Exercise aim
Swap "put a point on" for "mark" in the lines below, and give them again with everything else unchanged.

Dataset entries
## BEGIN

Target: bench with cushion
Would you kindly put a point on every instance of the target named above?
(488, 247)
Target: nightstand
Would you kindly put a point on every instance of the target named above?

## END

Response to the task
Target: bench with cushion
Would you kindly mark every instance of the target named above?
(488, 247)
Target: nightstand
Would you kindly mark every instance of the target named above?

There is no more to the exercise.